Just as laughter and touch have unique abilities to bring people together, so also music can become more than just a catchy melody – it can usher in a transforming shared experience. The Burmese Harp tells the story of a Japanese soldier who is transformed by the traumas he experiences in war, after he’s separated from his fellow soldiers for a period of time and now follows a higher calling, despite an earnest desire to rejoin them and return home. Unable to address them directly due to his vows and the sheer heaviness of emotion that his decision stirs in him, Mizushima still has a means by which he can not only communicate his intentions but also connect with them in a deeper way than any verbal explanation can convey. Strumming his harp in their presence one last time before they depart via ship to their homes, the warrior-turned-monk makes a vivid impression not only on them, but on anyone who views this film.


8. The Flowers of St. Francis

Unconditional Acceptance

There are times in life when we just need to know that no matter how messed up or repulsive we are to the rest of the world, we still matter, we still are loved by at least somebody. And there are times when we need to dig deep and overcome our own revulsion and disappointment to let someone who depends on us know that we truly respect and accept them for who they are, regardless of how much they deserve it. Roberto Rossellini provides a concrete illustration of this core principle in The Flowers of St. Francis, a neorealist interpretation of the life of Francis of Assisi.

---+---

TASKS TO COMPLETE:
1. Translate this sentence from the film essay excerpt into Spanish: "Roberto Rossellini provides a concrete illustration of this core principle in The Flowers of St. Francis, a neorealist interpretation of the life of Francis of Assisi."
2. Transcribe the stretch of the film essay excerpt from "There are times in" through "of Francis of Assisi.", keeping every word and punctuation mark unchanged.
3. According to the film essay excerpt, what does Mizushima do in his fellow soldiers' presence one last time before they depart by ship?

[Stored data entries]
---+---

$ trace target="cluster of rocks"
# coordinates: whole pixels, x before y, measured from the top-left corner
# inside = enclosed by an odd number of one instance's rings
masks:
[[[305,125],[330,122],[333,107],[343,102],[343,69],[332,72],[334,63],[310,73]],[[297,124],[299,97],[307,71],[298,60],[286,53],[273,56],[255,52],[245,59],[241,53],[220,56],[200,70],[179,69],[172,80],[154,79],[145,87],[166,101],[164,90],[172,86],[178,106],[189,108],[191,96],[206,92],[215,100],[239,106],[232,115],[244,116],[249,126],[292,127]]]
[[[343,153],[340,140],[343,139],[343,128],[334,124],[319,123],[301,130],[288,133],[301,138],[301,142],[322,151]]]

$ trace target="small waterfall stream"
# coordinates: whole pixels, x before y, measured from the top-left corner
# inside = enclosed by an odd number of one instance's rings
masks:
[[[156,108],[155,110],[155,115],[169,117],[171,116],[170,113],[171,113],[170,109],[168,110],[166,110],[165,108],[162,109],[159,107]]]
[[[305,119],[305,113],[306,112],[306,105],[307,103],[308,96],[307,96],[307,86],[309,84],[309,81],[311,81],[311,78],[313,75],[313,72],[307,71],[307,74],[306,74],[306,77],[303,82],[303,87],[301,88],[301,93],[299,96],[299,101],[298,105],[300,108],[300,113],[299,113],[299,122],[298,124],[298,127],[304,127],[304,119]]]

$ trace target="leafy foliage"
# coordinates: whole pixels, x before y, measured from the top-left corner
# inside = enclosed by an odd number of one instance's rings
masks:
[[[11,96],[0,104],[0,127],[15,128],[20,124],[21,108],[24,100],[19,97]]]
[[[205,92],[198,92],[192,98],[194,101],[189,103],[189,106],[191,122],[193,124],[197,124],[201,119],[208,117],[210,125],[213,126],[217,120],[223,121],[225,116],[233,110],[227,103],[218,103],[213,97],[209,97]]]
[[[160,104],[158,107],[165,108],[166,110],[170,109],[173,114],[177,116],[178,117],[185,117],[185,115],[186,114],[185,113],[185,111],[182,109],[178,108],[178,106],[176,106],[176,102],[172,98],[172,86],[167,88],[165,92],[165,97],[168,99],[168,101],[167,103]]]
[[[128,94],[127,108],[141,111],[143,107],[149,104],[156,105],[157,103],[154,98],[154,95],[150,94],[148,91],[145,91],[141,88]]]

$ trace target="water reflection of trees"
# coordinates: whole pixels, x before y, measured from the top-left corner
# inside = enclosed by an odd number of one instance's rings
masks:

---+---

SOLUTIONS PER TASK:
1. Roberto Rossellini ofrece una ilustración concreta de este principio fundamental en The Flowers of St. Francis, una interpretación neorrealista de la vida de Francisco de Asís.

2.
There are times in life when we just need to know that no matter how messed up or repulsive we are to the rest of the world, we still matter, we still are loved by at least somebody. And there are times when we need to dig deep and overcome our own revulsion and disappointment to let someone who depends on us know that we truly respect and accept them for who they are, regardless of how much they deserve it. Roberto Rossellini provides a concrete illustration of this core principle in The Flowers of St. Francis, a neorealist interpretation of the life of Francis of Assisi.

3. He strums his harp.